§ **PASSAGE TO READ**
HOLY THURSDAY/MASS OF THE LORD’S SUPPER
THE BEGINNING OF THE SACRED TRIDUUM (2020)
Readings:
Exodus 12:1-8, 11-14
Psalms 116:12-13, 15:16bc, 17-18
1 Corinthians 11:23-26
John 13:1-5
There was one experience of the Sacred Triduum that changed my life forever. It was the invitation of my dormitory’s Residence Director to several of us students to spend the rather brief vacation of Holy Week (Thursday through Monday) as guests of the monastic community, something that was made possible by the total lack of monastic novices. The opportunity was sold on the precious time it would give us to study, and on the much better quality of food we would experience as opposed to the college cafeteria. None of us expected that it would bring all of us extraordinarily closer to God, and to the mystery of salvation made manifest in His Son, our Lord Jesus Christ.

§ **GIVEN TASK A**
Extract the stretch of the Holy Thursday reflection from "HOLY THURSDAY/MASS OF" through "Lord Jesus Christ.".
The Holy Thursday reflection above has no connection to the records that follow it.

§ **SOURCE MATERIAL**
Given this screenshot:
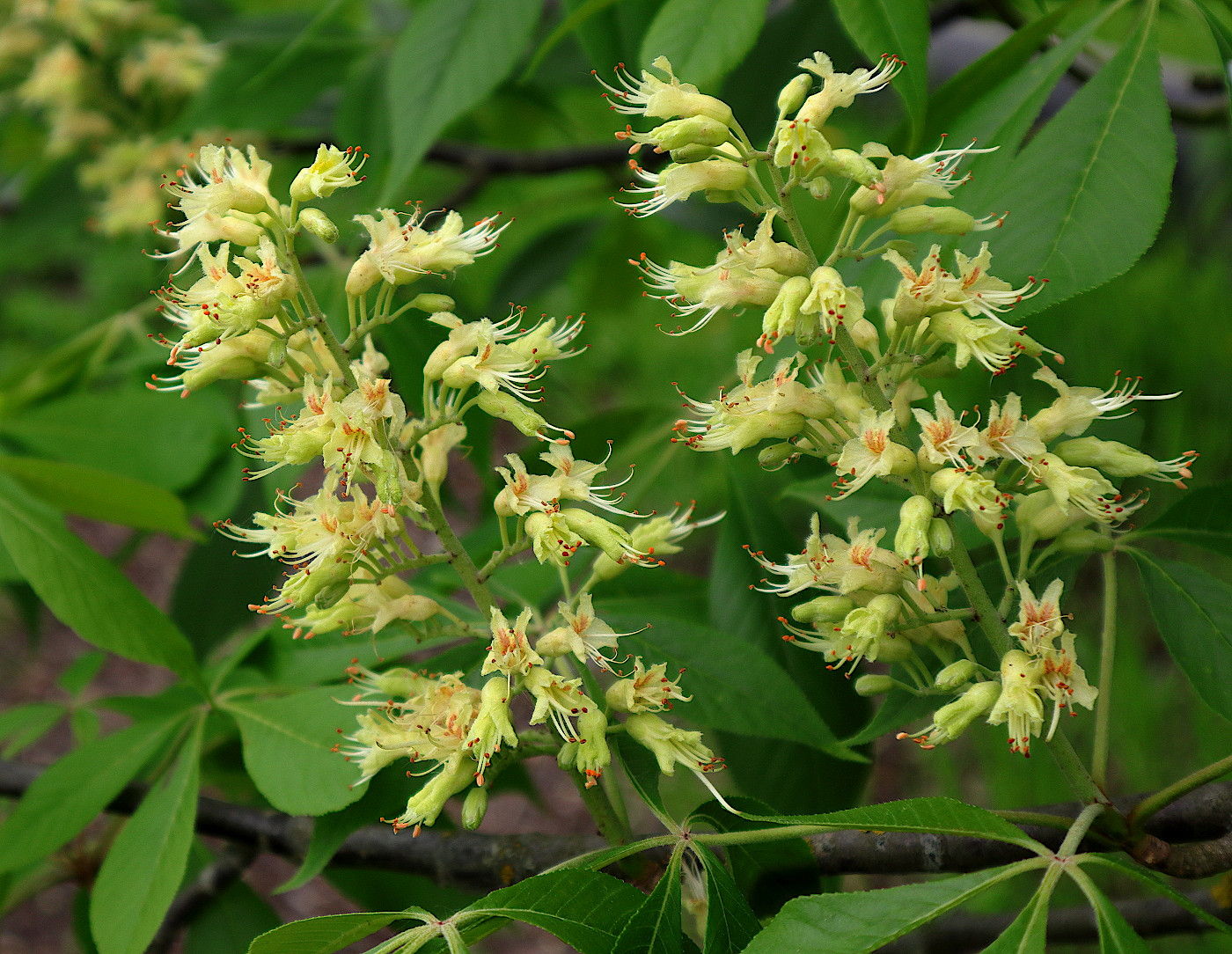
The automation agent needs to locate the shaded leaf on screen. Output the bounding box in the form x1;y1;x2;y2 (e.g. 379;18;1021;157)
609;616;862;760
0;476;200;680
611;853;681;954
744;862;1025;954
0;720;185;871
834;0;929;145
695;844;761;954
90;723;203;954
1133;483;1232;556
971;5;1177;319
1133;550;1232;719
224;686;366;815
381;0;543;204
453;869;645;954
247;911;416;954
0;456;201;538
641;0;766;92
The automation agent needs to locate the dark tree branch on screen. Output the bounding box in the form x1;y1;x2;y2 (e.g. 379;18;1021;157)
0;760;1232;890
145;846;258;954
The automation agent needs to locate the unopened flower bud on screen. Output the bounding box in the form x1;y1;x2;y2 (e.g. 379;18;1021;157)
791;597;855;628
779;73;813;120
890;206;976;235
855;675;894;696
758;444;800;471
410;292;455;314
933;659;976;693
894;495;933;566
474;391;548;437
462;789;488;832
299;206;338;246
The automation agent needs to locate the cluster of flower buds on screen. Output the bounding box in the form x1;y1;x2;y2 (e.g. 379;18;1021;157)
0;0;222;234
157;139;722;830
605;53;1196;754
340;594;722;833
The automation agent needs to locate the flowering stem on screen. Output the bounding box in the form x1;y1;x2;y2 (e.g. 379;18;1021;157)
1130;756;1232;828
1090;552;1116;785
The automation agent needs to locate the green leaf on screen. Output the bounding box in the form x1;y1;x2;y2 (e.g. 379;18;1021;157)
609;616;862;760
247;911;407;954
744;862;1026;954
971;4;1177;320
1084;885;1151;954
641;0;766;92
0;458;201;539
1194;0;1232;128
0;702;68;758
1133;550;1232;719
924;6;1067;144
946;4;1118;209
609;733;669;821
611;853;681;954
224;686;364;815
184;881;282;954
0;387;235;490
90;723;203;954
1133;483;1232;556
1083;855;1232;935
0;476;200;680
742;797;1046;852
695;844;761;954
980;886;1052;954
381;0;543;204
834;0;929;145
458;869;650;954
0;719;179;871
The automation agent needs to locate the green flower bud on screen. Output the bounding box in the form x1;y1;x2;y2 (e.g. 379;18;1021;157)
894;495;933;566
758;444;800;471
791;597;855;628
779;73;813;120
298;206;338;246
855;675;894;696
410;292;453;314
890;206;976;235
462;789;488;832
933;659;976;693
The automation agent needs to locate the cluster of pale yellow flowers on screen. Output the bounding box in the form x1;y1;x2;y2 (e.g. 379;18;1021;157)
150;139;722;831
604;53;1196;754
0;0;222;234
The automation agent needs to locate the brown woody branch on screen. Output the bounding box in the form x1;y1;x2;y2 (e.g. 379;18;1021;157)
7;760;1232;936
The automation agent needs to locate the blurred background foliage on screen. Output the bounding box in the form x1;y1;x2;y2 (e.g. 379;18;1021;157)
0;0;1232;949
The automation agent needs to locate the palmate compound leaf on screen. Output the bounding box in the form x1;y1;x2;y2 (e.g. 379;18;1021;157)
1133;550;1232;720
381;0;543;204
224;686;367;815
744;861;1038;954
0;717;180;873
90;720;204;954
641;0;766;92
971;3;1177;320
458;869;650;954
1133;483;1232;556
0;474;200;683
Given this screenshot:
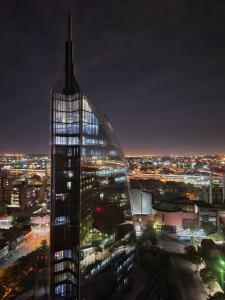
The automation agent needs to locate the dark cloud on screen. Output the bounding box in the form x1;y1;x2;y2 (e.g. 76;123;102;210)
0;0;225;153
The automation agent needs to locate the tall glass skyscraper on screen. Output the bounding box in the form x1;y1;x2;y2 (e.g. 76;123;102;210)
50;15;135;300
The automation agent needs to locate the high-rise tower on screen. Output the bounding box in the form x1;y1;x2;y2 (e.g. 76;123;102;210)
50;14;135;300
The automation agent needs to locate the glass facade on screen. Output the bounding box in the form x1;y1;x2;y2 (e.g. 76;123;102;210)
50;12;135;300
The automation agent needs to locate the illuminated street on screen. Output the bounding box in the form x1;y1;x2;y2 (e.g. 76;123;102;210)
161;235;207;300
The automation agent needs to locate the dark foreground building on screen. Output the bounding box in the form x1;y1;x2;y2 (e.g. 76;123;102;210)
50;15;135;300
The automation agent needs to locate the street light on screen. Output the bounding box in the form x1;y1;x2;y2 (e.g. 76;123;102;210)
219;259;225;266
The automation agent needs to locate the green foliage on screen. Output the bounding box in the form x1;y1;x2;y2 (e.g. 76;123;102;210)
208;292;225;300
185;245;202;267
143;227;159;247
200;267;215;284
201;221;216;235
0;241;48;299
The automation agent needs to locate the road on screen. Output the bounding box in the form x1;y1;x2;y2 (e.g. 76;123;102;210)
0;226;49;269
161;234;208;300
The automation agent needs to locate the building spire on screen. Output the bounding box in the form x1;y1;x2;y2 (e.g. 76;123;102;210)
67;11;72;42
63;12;80;95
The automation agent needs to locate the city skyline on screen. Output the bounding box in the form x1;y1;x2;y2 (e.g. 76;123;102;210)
0;0;225;155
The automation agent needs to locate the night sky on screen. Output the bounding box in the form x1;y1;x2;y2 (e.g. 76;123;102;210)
0;0;225;154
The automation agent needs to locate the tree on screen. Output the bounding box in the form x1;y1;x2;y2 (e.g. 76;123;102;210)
208;292;225;300
201;221;216;235
185;245;202;269
143;227;159;248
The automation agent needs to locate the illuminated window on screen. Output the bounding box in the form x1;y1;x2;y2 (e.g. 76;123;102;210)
82;98;91;112
55;216;70;225
66;181;72;190
55;272;76;284
83;123;99;135
55;249;73;260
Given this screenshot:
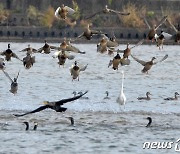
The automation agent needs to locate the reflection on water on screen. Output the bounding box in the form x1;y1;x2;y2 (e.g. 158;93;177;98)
0;43;180;153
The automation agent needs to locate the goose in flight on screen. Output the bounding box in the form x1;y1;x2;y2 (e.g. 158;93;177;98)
3;70;19;95
55;4;75;20
20;44;37;54
77;24;104;40
85;5;130;19
117;39;144;58
14;91;88;117
167;19;180;43
144;16;167;41
164;92;179;101
131;54;168;74
108;53;130;70
137;92;151;101
54;4;76;26
0;44;22;61
146;117;152;127
155;30;172;50
116;71;126;108
70;61;88;81
54;39;85;54
37;40;55;54
23;52;35;69
55;50;75;67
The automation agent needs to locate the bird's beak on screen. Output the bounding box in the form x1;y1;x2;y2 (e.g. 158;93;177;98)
43;101;48;105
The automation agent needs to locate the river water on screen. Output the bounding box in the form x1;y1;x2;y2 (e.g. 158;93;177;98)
0;42;180;154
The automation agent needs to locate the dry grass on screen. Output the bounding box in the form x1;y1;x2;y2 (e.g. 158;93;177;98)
119;3;146;28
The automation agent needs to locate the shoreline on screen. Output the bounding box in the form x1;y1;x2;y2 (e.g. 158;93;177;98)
0;37;180;45
0;37;180;45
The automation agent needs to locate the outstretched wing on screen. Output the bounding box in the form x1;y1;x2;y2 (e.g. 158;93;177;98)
108;60;113;68
14;105;50;117
84;10;103;20
64;6;75;15
54;91;88;106
121;58;130;66
155;16;167;30
167;19;178;33
12;52;23;62
153;54;168;64
131;54;146;66
144;17;151;30
66;55;75;60
2;70;13;83
80;64;88;71
54;7;61;18
130;39;144;49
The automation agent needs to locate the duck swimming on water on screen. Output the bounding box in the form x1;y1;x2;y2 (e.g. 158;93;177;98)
164;92;179;101
23;121;38;131
137;92;151;101
14;91;88;117
37;40;55;54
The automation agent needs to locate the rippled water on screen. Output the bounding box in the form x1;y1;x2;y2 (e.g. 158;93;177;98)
0;43;180;154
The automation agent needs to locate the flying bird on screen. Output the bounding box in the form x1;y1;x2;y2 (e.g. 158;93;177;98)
131;54;168;74
37;40;55;54
76;24;104;40
144;16;167;41
108;53;130;70
146;117;152;127
137;92;151;101
20;44;37;54
167;19;180;43
3;70;19;95
0;58;5;70
117;39;144;58
14;91;88;117
70;61;88;81
0;44;22;61
54;50;75;67
54;4;76;26
23;52;35;69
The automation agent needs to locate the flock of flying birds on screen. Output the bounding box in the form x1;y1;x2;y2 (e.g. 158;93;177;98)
0;4;180;129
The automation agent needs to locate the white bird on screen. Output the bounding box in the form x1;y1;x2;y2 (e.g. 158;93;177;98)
116;71;126;108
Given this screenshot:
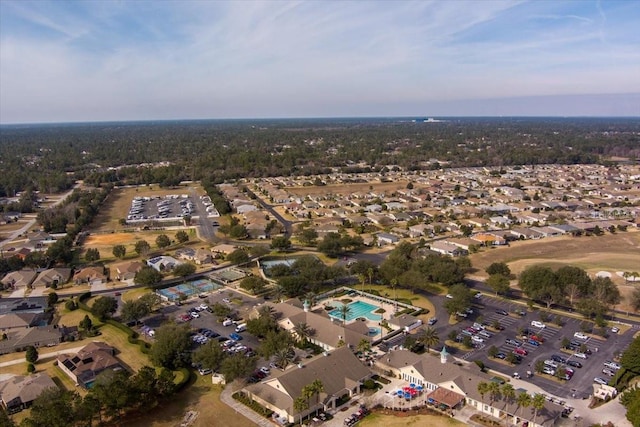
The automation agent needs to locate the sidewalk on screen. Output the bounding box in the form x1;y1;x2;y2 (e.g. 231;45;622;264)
220;384;276;427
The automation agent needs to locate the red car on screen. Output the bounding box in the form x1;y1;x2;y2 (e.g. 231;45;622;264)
513;347;529;356
529;335;544;344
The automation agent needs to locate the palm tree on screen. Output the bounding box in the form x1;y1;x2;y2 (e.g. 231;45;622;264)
531;394;545;424
389;279;398;312
358;273;365;292
357;338;371;351
420;326;440;353
310;379;324;411
293;322;313;343
367;267;373;290
258;304;276;319
274;347;295;371
340;304;351;326
516;391;531;424
478;381;489;412
500;383;516;424
293;396;309;425
487;381;500;406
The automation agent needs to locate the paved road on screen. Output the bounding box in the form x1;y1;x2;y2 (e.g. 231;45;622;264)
0;184;80;249
190;187;220;243
247;190;294;237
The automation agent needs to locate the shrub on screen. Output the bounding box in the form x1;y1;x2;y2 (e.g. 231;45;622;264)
362;378;376;390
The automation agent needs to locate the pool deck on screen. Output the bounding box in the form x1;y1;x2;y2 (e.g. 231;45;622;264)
313;294;402;335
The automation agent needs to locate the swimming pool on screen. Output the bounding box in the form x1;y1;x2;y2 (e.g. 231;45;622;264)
329;301;382;322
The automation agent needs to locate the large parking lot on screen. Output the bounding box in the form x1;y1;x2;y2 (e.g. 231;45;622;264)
127;194;195;223
424;295;633;397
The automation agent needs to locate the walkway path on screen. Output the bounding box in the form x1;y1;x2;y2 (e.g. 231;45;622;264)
220;384;275;427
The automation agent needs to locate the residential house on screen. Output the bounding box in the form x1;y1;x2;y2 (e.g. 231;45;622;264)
73;266;108;285
31;267;71;288
243;347;373;423
430;240;469;257
147;255;181;272
57;341;124;388
115;261;144;283
0;372;57;414
0;270;37;290
376;233;400;246
376;347;563;427
0;326;63;354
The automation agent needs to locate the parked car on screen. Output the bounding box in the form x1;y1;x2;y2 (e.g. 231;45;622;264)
604;360;620;371
513;347;529;356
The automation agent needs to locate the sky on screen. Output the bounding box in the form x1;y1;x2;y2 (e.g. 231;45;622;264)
0;0;640;124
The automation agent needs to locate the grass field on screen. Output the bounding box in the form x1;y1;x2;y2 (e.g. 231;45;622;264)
470;230;640;311
91;183;204;232
122;375;255;427
471;231;640;281
358;413;466;427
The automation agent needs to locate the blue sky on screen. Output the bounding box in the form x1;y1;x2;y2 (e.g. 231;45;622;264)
0;0;640;123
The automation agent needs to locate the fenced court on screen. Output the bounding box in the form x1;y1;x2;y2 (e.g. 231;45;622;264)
211;268;248;284
156;278;222;302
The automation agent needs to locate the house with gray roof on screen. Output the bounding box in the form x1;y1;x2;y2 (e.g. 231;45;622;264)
0;372;57;413
243;347;373;423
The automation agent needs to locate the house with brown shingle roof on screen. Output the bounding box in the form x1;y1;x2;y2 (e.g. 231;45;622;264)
0;270;37;289
73;267;107;285
243;347;373;423
0;372;57;413
57;341;124;388
31;267;71;288
376;347;563;427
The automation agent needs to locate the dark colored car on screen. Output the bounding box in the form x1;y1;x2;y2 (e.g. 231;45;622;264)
567;360;582;368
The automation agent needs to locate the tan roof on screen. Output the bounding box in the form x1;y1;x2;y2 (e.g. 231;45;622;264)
0;372;57;407
33;268;71;288
0;270;37;288
247;347;372;410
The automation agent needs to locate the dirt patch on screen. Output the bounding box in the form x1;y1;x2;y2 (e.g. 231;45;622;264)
471;231;640;281
122;382;255;427
285;181;410;198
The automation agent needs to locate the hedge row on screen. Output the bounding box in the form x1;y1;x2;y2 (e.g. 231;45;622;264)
233;391;273;418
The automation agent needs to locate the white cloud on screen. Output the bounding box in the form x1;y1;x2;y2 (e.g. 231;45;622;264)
0;1;640;123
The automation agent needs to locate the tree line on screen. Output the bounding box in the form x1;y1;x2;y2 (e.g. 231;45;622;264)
0;118;640;197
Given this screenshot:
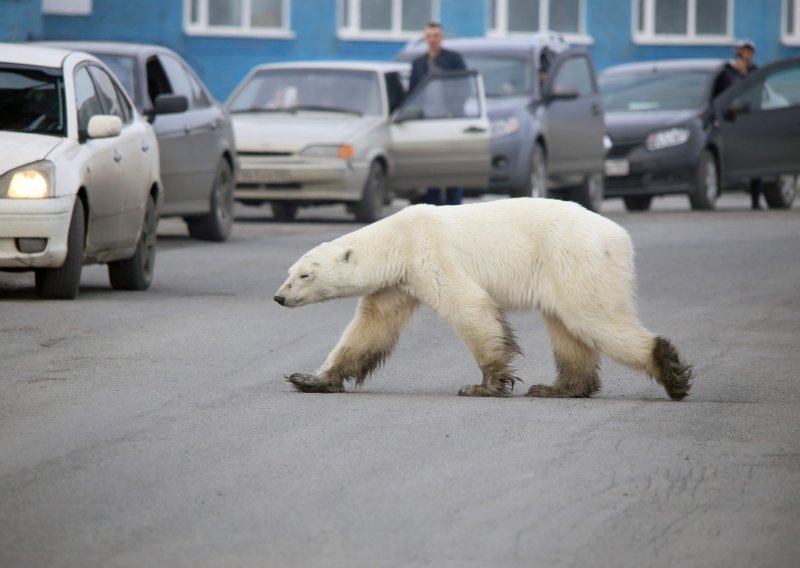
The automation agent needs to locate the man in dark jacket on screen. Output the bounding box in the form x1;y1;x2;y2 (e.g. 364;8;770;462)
408;22;467;205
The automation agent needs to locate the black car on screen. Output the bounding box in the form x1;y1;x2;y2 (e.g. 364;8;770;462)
396;33;605;211
600;58;800;210
44;41;238;241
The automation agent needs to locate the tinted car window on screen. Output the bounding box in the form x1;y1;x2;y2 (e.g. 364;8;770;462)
89;65;130;122
75;66;103;133
553;57;594;96
0;67;66;136
600;69;712;111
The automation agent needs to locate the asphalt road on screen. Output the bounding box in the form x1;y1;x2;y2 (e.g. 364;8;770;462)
0;195;800;568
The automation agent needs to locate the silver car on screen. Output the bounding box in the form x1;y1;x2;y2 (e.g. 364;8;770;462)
226;61;490;222
0;44;163;299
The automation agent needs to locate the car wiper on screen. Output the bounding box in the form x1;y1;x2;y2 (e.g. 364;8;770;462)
286;105;364;116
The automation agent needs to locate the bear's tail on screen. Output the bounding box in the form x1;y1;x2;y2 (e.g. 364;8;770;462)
651;337;694;400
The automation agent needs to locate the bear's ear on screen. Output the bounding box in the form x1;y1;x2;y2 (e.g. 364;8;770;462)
341;247;353;264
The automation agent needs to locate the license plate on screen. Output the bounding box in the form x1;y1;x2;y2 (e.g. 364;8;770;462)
605;160;631;176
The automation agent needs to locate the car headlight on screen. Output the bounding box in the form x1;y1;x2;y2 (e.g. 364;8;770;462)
645;128;690;150
0;160;55;199
300;144;356;160
490;116;520;138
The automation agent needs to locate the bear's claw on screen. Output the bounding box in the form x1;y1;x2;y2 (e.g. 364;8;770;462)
286;373;344;392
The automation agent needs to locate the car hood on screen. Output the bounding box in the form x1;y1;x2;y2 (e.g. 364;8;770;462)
0;131;64;174
231;112;384;152
605;110;697;141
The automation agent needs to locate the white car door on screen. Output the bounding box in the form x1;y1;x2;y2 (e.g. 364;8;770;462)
390;71;491;189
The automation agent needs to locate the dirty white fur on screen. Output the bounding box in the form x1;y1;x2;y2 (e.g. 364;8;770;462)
276;198;691;398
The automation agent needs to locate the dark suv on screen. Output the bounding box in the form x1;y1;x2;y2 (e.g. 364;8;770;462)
396;34;605;211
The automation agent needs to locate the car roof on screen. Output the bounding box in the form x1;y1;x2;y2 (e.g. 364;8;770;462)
37;40;174;57
248;60;408;73
601;59;725;75
0;43;70;68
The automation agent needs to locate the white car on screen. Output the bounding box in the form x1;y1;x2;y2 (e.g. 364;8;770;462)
226;61;490;222
0;44;163;299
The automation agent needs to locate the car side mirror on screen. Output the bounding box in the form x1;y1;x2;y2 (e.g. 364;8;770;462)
86;114;122;138
722;98;750;120
544;85;580;101
154;94;189;115
394;107;425;123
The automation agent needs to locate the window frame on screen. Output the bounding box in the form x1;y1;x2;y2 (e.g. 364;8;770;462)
781;0;800;46
631;0;735;45
486;0;593;45
183;0;295;39
336;0;441;41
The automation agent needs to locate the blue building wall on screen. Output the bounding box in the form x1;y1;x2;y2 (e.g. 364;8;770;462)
0;0;800;100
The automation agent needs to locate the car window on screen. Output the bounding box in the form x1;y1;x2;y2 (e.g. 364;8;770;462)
404;72;481;119
75;65;103;133
0;66;66;136
465;55;534;98
228;69;383;114
88;65;130;122
599;69;713;112
553;55;595;96
158;55;203;108
740;67;800;111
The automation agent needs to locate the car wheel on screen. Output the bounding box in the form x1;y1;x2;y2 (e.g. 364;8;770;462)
353;162;386;223
622;195;653;211
108;196;158;290
572;172;605;213
35;198;86;300
186;159;234;242
689;150;719;210
270;201;298;221
763;175;800;209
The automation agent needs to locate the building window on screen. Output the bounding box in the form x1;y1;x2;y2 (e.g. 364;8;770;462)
339;0;438;39
781;0;800;45
488;0;585;36
633;0;733;44
184;0;290;37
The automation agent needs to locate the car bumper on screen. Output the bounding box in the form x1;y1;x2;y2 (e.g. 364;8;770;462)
604;147;697;197
235;156;369;201
0;195;75;269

§ **GIVEN TASK B**
Gather every line of the records in which the word "white" appears.

§ **ANSWER A**
HOLY THURSDAY/MASS OF THE LORD’S SUPPER
THE BEGINNING OF THE SACRED TRIDUUM (2020)
Readings:
Exodus 12:1-8, 11-14
Psalms 116:12-13, 15:16bc, 17-18
1 Corinthians 11:23-26
John 13:1-5
There was one experience of the Sacred Triduum that changed my life forever. It was the invitation of my dormitory’s Residence Director to several of us students to spend the rather brief vacation of Holy Week (Thursday through Monday) as guests of the monastic community, something that was made possible by the total lack of monastic novices. The opportunity was sold on the precious time it would give us to study, and on the much better quality of food we would experience as opposed to the college cafeteria. None of us expected that it would bring all of us extraordinarily closer to God, and to the mystery of salvation made manifest in His Son, our Lord Jesus Christ.

§ **ANSWER B**
The automation agent needs to locate the white bird on screen. Output the bounding box in the form x1;y1;x2;y2 (e.g. 158;93;177;98)
The automation agent needs to locate the white cloud on screen. Output the bounding box in the form x1;y1;x2;y2 (e.g. 231;45;622;264)
The automation agent needs to locate the white car door on screen. Output the bounding box in the form x1;y1;x2;y2 (e.g. 364;8;770;462)
The automation agent needs to locate the dirty white fur on screen. Output the bounding box in the form x1;y1;x2;y2 (e.g. 364;8;770;462)
The automation agent needs to locate the white car on screen. Output the bounding box in the form x1;y1;x2;y2 (e.g. 364;8;770;462)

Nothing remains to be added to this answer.